* **PROBLEM DETAILS**
Reproduce the listing below word for word, starting at the line that contains "Where can the man" and continuing through the last line of the listing.

* **Records of point annotations**

═══

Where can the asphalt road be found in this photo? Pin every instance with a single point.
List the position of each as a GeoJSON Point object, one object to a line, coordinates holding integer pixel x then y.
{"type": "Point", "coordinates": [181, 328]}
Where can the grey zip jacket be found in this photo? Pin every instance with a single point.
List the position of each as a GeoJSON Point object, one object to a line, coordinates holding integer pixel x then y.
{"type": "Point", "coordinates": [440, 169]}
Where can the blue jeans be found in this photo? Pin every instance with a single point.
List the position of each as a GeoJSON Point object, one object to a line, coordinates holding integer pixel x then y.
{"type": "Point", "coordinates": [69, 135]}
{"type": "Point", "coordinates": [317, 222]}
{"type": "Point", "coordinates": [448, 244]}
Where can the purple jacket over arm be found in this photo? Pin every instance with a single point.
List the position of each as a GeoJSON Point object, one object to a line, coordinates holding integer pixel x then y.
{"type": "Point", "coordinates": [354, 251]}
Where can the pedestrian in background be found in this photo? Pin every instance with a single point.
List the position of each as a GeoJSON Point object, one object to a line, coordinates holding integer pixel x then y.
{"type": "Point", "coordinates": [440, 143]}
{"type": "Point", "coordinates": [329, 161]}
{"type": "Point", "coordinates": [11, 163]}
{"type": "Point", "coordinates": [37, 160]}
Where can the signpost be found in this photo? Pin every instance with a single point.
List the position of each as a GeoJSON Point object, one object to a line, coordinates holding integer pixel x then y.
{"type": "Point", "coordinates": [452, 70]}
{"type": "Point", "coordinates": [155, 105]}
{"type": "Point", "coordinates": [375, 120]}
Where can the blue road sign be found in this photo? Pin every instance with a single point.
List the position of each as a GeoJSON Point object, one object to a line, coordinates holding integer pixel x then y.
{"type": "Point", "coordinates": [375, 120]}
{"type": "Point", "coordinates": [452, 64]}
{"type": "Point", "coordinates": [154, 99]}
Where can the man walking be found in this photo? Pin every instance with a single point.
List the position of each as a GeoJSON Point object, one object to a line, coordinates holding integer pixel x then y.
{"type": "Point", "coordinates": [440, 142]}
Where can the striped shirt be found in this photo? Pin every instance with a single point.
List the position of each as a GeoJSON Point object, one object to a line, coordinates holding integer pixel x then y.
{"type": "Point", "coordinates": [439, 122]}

═══

* **COMPLETE ANSWER**
Where can the man walking be found in this photo? Pin every instance with a single point.
List the position of each as a GeoJSON Point object, one object to a line, coordinates holding integer pixel x then y.
{"type": "Point", "coordinates": [440, 142]}
Where can the striped shirt be found in this photo? Pin every instance with a single point.
List the position of each as a GeoJSON Point object, one object to a line, coordinates holding integer pixel x then y.
{"type": "Point", "coordinates": [439, 122]}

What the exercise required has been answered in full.